### Exercise goal
Go through the lines below one by one and count those holding the string "every". Give the count alone.
-- Extracted entries follows --
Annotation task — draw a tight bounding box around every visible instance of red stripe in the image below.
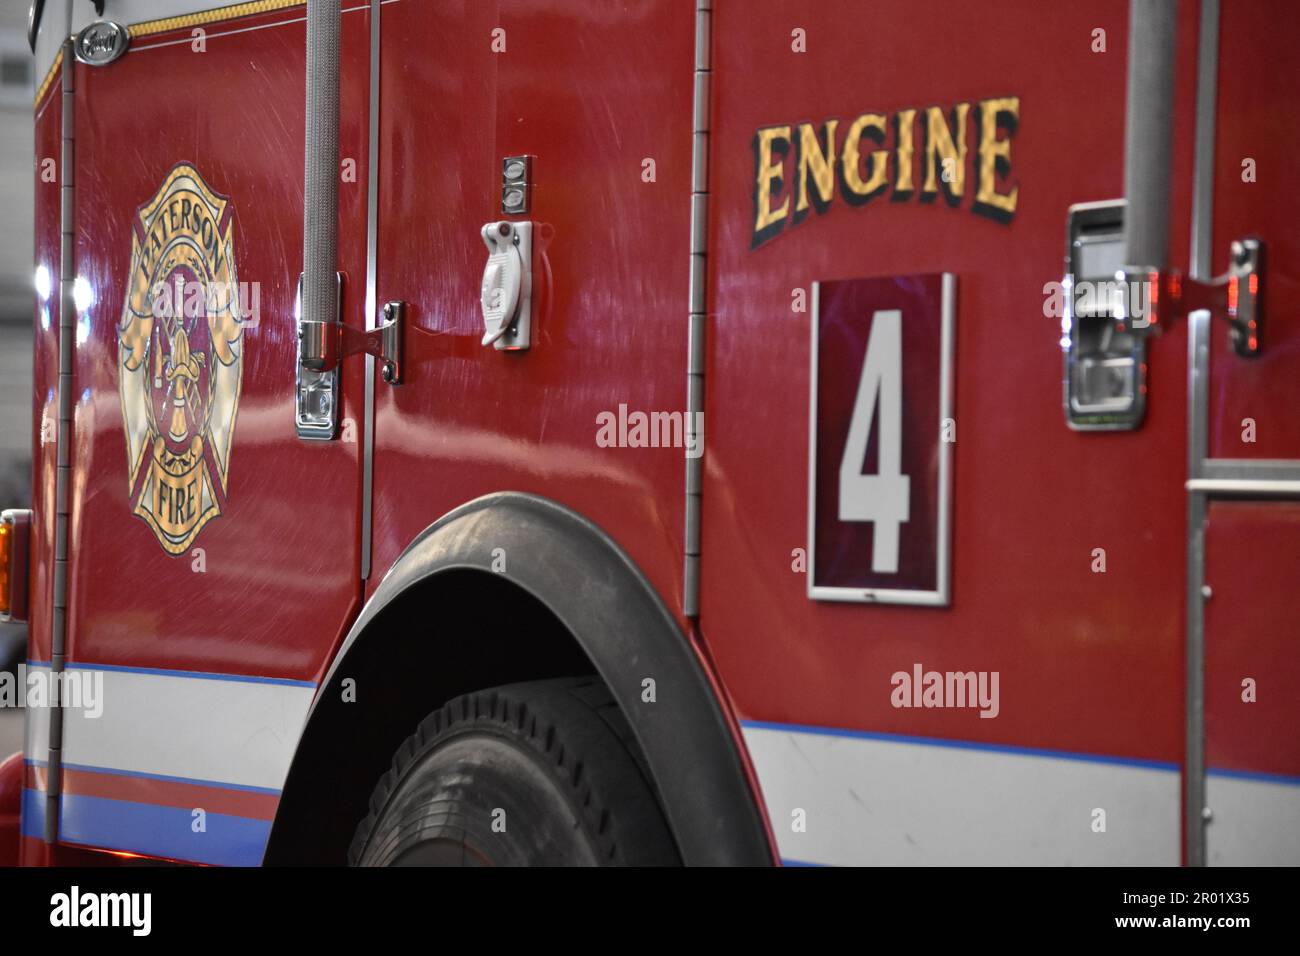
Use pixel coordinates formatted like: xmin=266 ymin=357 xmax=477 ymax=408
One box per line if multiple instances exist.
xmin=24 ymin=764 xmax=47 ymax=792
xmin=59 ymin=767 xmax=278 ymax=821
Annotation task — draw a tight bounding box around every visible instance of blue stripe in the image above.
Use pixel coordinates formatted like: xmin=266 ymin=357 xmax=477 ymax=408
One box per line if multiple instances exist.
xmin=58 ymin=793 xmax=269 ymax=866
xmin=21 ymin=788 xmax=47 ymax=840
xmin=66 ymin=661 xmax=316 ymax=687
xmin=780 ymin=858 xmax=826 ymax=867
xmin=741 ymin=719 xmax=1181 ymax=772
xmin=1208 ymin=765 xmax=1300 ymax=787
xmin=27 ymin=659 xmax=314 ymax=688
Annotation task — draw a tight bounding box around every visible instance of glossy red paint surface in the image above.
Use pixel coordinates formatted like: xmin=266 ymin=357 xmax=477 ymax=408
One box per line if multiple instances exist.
-- Extracted entries concluded --
### Exercise answer
3